#### [Given request]
Identify every line in the entries below that contains the word "person", and copy each of those lines in full.

** Begin **

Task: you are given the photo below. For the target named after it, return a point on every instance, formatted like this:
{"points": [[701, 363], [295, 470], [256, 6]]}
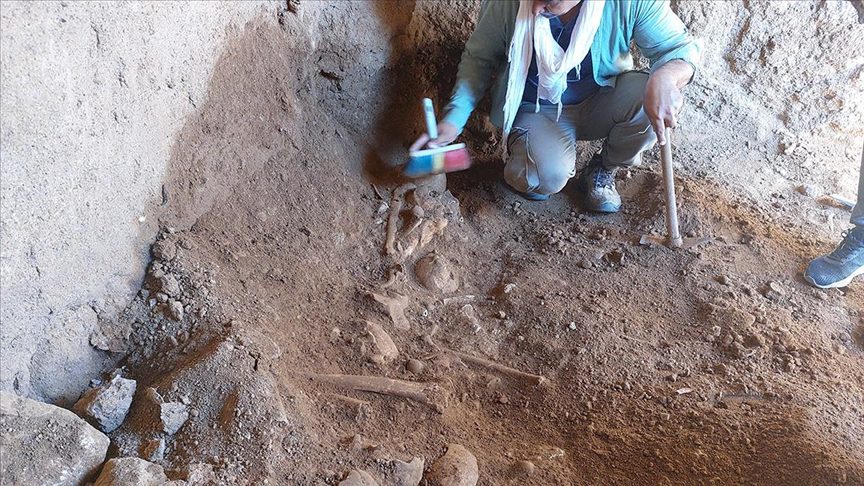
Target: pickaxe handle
{"points": [[672, 232]]}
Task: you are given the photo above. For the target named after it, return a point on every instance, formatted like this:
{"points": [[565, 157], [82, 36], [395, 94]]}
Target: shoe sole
{"points": [[836, 285], [607, 208]]}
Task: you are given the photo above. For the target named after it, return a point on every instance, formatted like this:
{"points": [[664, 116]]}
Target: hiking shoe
{"points": [[838, 268], [599, 186]]}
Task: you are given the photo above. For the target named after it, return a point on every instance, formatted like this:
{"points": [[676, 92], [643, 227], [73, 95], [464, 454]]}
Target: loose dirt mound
{"points": [[555, 349]]}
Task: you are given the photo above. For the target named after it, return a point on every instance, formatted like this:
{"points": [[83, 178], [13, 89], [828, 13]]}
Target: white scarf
{"points": [[532, 34]]}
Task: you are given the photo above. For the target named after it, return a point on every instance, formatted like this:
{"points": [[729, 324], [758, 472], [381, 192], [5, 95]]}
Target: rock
{"points": [[773, 290], [173, 415], [153, 450], [434, 273], [614, 257], [809, 190], [131, 470], [415, 366], [164, 250], [175, 310], [358, 477], [169, 285], [106, 407], [200, 474], [525, 468], [408, 473], [45, 444], [458, 467]]}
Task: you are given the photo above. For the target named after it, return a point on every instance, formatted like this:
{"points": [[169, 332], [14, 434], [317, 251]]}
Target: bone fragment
{"points": [[386, 350], [504, 370], [381, 385], [396, 203], [395, 308]]}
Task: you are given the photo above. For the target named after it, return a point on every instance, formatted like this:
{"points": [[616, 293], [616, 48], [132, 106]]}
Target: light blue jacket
{"points": [[658, 32]]}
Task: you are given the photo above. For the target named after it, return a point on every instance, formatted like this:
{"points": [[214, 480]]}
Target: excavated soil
{"points": [[536, 331]]}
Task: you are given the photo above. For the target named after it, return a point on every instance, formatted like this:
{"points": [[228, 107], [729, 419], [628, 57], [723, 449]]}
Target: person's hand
{"points": [[663, 101], [447, 132]]}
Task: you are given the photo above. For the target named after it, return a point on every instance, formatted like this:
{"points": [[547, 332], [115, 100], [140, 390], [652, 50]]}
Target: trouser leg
{"points": [[542, 152], [616, 114], [858, 211]]}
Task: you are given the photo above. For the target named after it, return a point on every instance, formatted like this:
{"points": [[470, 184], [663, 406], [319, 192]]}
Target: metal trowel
{"points": [[673, 237]]}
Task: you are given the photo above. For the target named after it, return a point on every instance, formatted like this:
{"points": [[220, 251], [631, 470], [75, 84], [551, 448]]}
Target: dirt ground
{"points": [[528, 331]]}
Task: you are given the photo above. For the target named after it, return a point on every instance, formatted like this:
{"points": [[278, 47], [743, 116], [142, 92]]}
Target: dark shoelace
{"points": [[849, 247], [604, 177]]}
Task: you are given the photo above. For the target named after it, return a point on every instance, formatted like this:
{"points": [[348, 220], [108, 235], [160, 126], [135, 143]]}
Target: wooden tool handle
{"points": [[672, 232]]}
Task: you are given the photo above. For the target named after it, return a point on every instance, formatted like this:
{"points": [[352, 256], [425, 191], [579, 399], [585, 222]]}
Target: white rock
{"points": [[458, 467], [106, 406], [45, 444]]}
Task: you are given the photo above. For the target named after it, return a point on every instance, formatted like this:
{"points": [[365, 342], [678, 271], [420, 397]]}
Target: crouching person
{"points": [[563, 72]]}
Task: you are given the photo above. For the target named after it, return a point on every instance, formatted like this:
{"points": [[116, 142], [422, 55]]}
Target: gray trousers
{"points": [[543, 151], [858, 211]]}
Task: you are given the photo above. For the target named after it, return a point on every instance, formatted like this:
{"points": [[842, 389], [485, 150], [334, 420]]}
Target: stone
{"points": [[458, 467], [106, 407], [526, 468], [200, 474], [153, 450], [435, 273], [358, 477], [414, 366], [809, 190], [169, 285], [131, 470], [175, 310], [173, 415], [164, 250], [408, 473], [45, 444]]}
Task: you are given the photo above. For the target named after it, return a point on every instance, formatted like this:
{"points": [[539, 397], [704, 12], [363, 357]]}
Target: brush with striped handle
{"points": [[430, 161]]}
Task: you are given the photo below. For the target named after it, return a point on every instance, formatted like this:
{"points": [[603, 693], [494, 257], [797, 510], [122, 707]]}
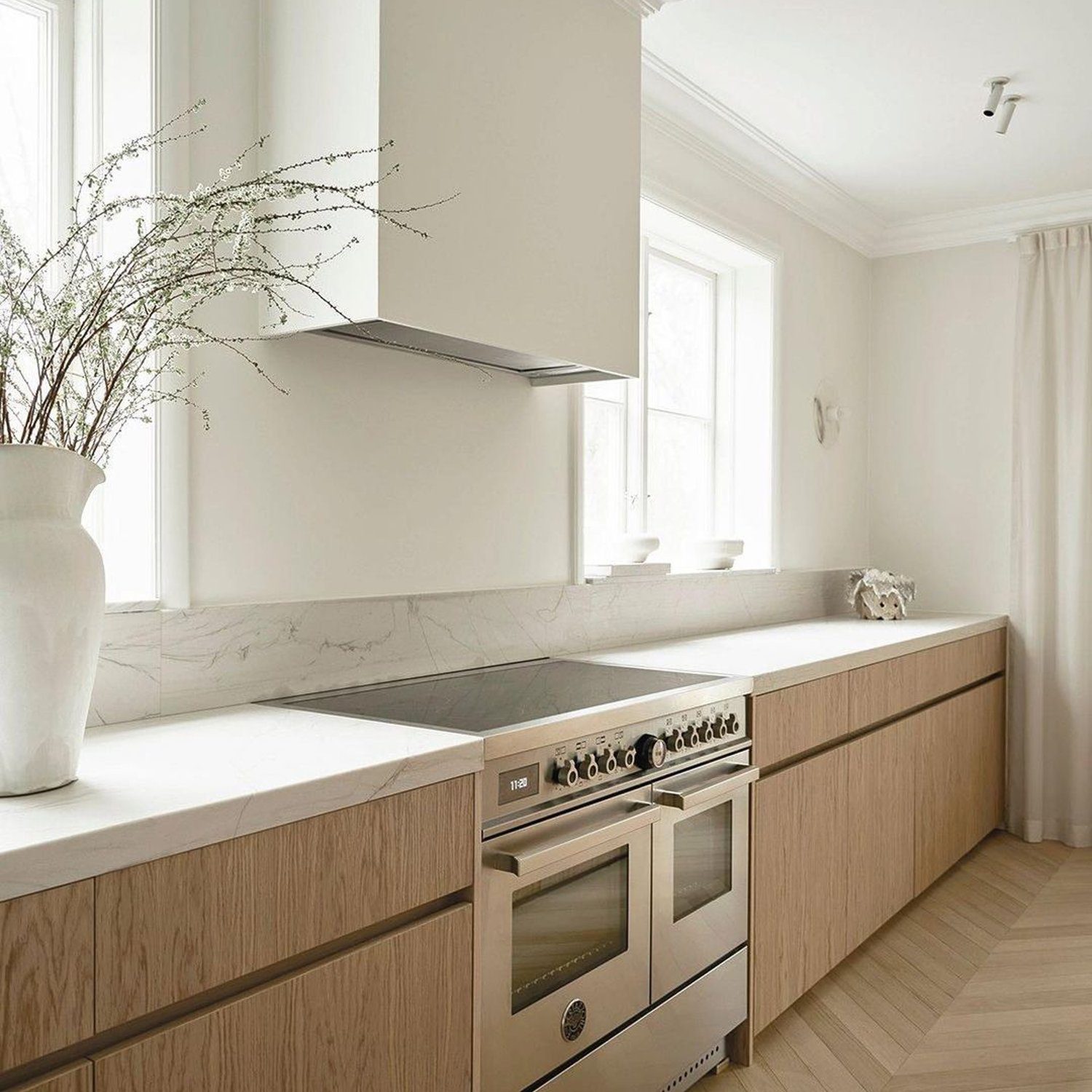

** End **

#### [The solution]
Target: person's hand
Target: crouching person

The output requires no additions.